§ **List of tasks**:
a: In the commentary on the Iran nuclear deal, what did the seized nuclear archive consist of?
b: Write the next part of the commentary on the Iran nuclear deal, starting from the point at which it ends.

Why not ask the countries most directly threatened by Iran’s nuclear program – Israel, Saudi Arabia, the UAE — how they see the revival of the nuclear deal with Iran? Their dismay at Trump’s loss is palpable, for they know it means a renewal of the nuclear pact with Iran and an end to those crippling sanctions that were working so well. They have heard the crowing of Hassan Rouhani about the coming revival of the nuclear agreement. But apparently neither Biden, nor his foreign policy adviser Tony Blinken, wish to recognize the effectiveness of the current sanctions.
“He’s [Biden’s] also been very clear that he would not allow Iran to acquire a nuclear weapon. But we found that the best way to prevent that occurrence is through the [nuclear deal]. And it was working.”
Was the nuclear deal really “the best way” to prevent Iran from becoming a nuclear power? Was it “working” before Trump came along and tried something else – crippling sanctions? Hasn’t Iran been driven by those sanctions to economic ruin, as it never was when the Iran deal was in force? The country most threatened by Iran is Israel. And the Israelis are united in their opposition to the nuclear deal with Iran. They too don’t “want to allow Iran to acquire a nuclear weapon.” But they have very different views from Joe Biden on the way to prevent that. As they see it from Jerusalem, the best way to prevent Iran’s nuclear program from succeeding is by continuing the devastating economic sanctions that the Trump Administration imposed. Could it be that those Israelis, in what is for them a life-and-death matter, understand better than Joe Biden and Kamala Harris how best to prevent Iran from going nuclear? Hassan Rouhani has already hailed the victory of Joe Biden, and claimed Iran is looking forward to a return to the nuclear deal. If Iran is so elated about that “return-to-the-nuclear-deal,” shouldn’t that give the Biden administration pause?
Such a policy may put Washington again on a collision course with Jerusalem. Indeed, a Biden administration rejoining the agreement could lead to war between Israel and Iran because Jerusalem would be “forced to take action,” Settlement Affairs Minister Tzachi Hanegbi said Thursday.
Tzachi Hanegbi is exactly right. Rejoining the agreement – the nuclear deal with Iran — will make it easier, not harder, for Iran to proceed with its nuclear project, which Israel cannot tolerate. It will be forced to attack Iran before the Islamic Republic acquires nuclear weapons. Israel has already done a lot — more than the U.S. — to slow down Iran’s progress. There was the Stuxnet computer worm that caused more than 1,000 Iranian centrifuges to speed up so fast they destroyed themselves. There was the targeted killing of four of Iran’s most important nuclear scientists, one after the other. There was the raid, in the middle of the night, in the middle of Tehran, by Mossad agents. who managed to locate a nondescript building, then blow-torched their way through 32 steel doors, to rooms where they found, seized, and spirited back to Israel, undetected all the while, the complete nuclear archive of Iran, consisting of 50,000 pages and 163 computer discs – information that showed the true extent of Iran’s program and also provided a guide to some nuclear sites that had previously been unknown in the West. And finally, there was Israel’s on-site “sabotage” that caused the complete destruction of the new plant for advanced centrifuges that Iran had been building at Natanz. Israel has made enormous efforts to set back Iran’s nuclear program. It has earned the right to be listened to by the Biden Administration. If Israel’s leaders, military and civilian, are convinced that the sanctions are working to slow down Iran’s program more effectively than the nuclear deal ever did, shouldn’t we listen to them?

§ **Entries pointing to named objects**:

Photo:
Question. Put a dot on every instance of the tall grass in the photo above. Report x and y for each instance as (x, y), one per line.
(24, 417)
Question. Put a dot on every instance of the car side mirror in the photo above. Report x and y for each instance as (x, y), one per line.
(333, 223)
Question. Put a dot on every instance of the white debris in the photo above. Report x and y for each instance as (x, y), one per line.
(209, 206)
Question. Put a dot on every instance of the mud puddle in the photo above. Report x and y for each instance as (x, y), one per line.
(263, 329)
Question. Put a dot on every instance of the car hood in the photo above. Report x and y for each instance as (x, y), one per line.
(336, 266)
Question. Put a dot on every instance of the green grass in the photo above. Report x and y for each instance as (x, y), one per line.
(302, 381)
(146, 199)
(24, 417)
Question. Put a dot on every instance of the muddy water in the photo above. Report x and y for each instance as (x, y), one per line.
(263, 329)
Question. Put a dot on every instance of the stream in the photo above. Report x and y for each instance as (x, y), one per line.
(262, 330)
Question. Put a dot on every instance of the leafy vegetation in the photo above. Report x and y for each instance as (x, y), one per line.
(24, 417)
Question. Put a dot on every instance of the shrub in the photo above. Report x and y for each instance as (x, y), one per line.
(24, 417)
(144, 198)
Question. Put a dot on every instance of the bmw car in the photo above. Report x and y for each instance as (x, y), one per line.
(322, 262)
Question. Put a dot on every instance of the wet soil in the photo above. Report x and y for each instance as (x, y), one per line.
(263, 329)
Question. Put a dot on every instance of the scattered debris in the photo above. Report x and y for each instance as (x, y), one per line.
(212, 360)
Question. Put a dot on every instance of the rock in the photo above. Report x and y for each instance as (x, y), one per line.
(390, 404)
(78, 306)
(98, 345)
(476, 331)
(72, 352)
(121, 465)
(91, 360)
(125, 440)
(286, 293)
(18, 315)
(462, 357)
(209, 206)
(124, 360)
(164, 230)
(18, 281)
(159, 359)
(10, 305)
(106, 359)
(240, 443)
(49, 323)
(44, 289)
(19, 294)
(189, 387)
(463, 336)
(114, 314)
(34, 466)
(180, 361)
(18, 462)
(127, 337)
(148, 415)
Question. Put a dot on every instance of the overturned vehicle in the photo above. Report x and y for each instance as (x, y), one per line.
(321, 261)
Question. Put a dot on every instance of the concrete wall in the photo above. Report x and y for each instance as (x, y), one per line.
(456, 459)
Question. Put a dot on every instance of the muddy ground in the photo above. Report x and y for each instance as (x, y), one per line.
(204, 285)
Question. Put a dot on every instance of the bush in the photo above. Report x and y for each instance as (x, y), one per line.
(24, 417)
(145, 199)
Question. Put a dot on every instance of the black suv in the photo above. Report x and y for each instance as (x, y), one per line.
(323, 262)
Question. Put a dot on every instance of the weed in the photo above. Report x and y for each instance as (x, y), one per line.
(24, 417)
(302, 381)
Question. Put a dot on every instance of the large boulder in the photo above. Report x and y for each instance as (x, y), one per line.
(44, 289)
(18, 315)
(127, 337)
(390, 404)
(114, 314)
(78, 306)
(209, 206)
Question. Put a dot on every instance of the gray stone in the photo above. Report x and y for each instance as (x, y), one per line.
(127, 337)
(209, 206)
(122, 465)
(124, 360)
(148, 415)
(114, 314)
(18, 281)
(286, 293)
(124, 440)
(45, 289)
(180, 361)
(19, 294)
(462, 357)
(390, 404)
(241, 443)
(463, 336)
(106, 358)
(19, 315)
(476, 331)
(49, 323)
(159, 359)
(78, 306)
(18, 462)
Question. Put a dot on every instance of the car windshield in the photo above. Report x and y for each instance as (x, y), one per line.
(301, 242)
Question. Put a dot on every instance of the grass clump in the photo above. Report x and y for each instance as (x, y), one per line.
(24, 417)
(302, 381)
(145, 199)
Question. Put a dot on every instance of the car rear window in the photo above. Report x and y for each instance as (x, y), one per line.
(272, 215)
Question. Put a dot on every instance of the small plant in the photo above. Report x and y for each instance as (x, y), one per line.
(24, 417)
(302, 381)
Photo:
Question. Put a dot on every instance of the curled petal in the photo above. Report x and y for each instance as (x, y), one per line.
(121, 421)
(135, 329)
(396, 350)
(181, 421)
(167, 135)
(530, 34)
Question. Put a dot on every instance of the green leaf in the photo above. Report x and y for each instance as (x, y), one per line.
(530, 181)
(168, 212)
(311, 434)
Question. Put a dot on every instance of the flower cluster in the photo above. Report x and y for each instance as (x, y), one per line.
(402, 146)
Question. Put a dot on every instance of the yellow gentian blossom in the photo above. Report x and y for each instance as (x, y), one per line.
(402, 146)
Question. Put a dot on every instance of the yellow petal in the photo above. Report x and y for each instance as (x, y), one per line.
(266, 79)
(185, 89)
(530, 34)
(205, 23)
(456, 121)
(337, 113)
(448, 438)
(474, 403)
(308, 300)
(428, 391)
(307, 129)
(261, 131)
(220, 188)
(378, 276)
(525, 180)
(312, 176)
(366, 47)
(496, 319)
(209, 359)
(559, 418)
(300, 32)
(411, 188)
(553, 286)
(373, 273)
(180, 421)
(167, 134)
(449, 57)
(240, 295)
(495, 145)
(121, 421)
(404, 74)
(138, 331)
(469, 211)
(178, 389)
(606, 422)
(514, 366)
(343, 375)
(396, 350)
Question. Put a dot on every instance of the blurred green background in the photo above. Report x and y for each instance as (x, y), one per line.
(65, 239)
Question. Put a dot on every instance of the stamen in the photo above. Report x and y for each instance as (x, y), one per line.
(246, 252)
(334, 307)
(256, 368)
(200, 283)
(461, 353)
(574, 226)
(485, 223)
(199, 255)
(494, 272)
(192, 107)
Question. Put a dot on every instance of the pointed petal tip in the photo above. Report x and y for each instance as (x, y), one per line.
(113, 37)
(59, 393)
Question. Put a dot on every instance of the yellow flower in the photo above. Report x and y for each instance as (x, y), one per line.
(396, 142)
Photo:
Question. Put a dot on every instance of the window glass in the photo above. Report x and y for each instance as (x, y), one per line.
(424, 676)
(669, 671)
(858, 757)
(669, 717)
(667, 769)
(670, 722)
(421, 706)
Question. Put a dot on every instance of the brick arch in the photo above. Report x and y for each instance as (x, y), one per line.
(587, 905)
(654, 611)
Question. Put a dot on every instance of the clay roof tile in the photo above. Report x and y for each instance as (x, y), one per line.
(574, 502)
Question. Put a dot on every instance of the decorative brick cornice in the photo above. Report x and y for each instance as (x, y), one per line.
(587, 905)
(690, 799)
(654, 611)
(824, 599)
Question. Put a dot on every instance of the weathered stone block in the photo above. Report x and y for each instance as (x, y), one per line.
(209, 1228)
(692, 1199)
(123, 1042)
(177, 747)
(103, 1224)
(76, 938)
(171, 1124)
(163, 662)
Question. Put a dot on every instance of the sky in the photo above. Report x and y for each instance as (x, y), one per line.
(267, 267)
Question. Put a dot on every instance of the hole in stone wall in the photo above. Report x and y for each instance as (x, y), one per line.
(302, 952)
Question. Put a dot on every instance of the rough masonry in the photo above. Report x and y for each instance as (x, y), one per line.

§ **Replies**:
a: It consisted of 50,000 pages and 163 computer discs.

b:
However, as opposed to Obama, Biden has a long and intimate personal relationship with Netanyahu.
“We’ve been personal friends for almost three decades,” Netanyahu said in 2010 as he hosted Biden in his Jerusalem office. “And in all that time you’ve been a real friend to me and a real friend to Israel and to the Jewish people.”
Six years and much daylight later, the vice president visited Israel again.
“I hope you feel at home here in Israel because the people of Israel consider the Biden family part of our family. You’re part of our mishpucha,” the prime minister said during a joint press conference, using the Yiddish term for family.
“It’s true that Prime Minister Bibi and I go back a long way,” the vice president replied.
“A long time ago when you were at the Israeli consulate, we met outside in a parking lot outside of a restaurant where I was meeting with some American Jewish leaders,” he recalled. “And we became close friends and I later signed a picture for you that I, as a joke, I said, ‘Bibi, I don’t agree with a damn thing you say, but I love you.’”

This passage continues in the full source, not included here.